WORK REQUIRED: Convert the listing below into a numbered list, leaving out any blank lines.

DATA SHOWN:
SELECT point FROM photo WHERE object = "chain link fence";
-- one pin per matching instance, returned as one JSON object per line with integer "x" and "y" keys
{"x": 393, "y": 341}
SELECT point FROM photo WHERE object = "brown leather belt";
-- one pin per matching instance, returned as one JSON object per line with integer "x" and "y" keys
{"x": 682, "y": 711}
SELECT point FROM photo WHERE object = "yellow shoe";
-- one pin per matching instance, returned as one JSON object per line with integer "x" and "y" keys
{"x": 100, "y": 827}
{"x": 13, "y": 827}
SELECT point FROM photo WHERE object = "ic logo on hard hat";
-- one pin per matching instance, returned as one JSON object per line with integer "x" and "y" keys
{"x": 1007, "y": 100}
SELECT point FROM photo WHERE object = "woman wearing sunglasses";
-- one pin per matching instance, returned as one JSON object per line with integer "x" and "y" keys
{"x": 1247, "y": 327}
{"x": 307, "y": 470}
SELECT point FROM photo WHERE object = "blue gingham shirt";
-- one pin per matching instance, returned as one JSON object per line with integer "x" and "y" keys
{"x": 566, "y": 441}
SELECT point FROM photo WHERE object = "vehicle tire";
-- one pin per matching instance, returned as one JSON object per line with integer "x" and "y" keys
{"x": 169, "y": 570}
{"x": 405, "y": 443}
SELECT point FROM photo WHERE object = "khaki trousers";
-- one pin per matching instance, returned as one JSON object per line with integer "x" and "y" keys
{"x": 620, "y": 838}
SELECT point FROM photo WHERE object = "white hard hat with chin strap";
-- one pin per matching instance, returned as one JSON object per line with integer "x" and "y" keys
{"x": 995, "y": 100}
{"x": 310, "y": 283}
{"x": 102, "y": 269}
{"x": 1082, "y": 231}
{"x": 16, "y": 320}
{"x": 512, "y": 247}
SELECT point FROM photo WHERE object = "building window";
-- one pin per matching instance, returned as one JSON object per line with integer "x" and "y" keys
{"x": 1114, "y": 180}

SOLUTION TO THIS PROBLEM:
1. SELECT point FROM photo WHERE object = "chain link fence";
2. -- one pin per matching instance, returned as one JSON object per line with integer "x" and "y" keys
3. {"x": 393, "y": 341}
4. SELECT point FROM photo WHERE object = "brown leather belt";
5. -- one pin per matching instance, returned as one JSON object per line with integer "x" and "y" keys
6. {"x": 682, "y": 711}
7. SELECT point FROM photo WHERE object = "yellow shoe";
8. -- one pin per matching instance, returned as one JSON object per line with integer "x" and "y" keys
9. {"x": 100, "y": 827}
10. {"x": 13, "y": 827}
11. SELECT point FROM photo WHERE object = "ic logo on hard hat";
12. -- one pin per matching instance, returned as one JSON object per line with integer "x" and "y" keys
13. {"x": 1007, "y": 100}
14. SELECT point FROM photo WHERE object = "woman wearing sunglasses";
15. -- one pin per matching instance, returned as one JSON object per line with integer "x" and "y" keys
16. {"x": 1247, "y": 327}
17. {"x": 307, "y": 470}
18. SELECT point FROM photo WHERE object = "blue gingham shirt";
19. -- one pin per matching instance, returned as one JSON object per line with integer "x" and "y" keys
20. {"x": 566, "y": 441}
21. SELECT point FROM photo WHERE object = "vehicle tire";
22. -- one pin per matching instance, returned as one JSON object per line with integer "x" and "y" keys
23. {"x": 169, "y": 570}
24. {"x": 405, "y": 443}
25. SELECT point FROM photo WHERE object = "khaki trousers";
26. -- one pin per matching instance, returned as one JSON object per line with integer "x" and "y" keys
27. {"x": 620, "y": 838}
28. SELECT point FROM photo WHERE object = "white hard hat with chin strap";
29. -- one pin per matching instance, returned as one JSON object per line with integer "x" and "y" keys
30. {"x": 995, "y": 100}
31. {"x": 310, "y": 283}
32. {"x": 102, "y": 269}
33. {"x": 1082, "y": 231}
34. {"x": 16, "y": 320}
35. {"x": 512, "y": 247}
36. SELECT point FROM photo WHERE object = "building window";
37. -- one pin per matching instance, returned as one JSON object per line with integer "x" and "y" keys
38. {"x": 1114, "y": 180}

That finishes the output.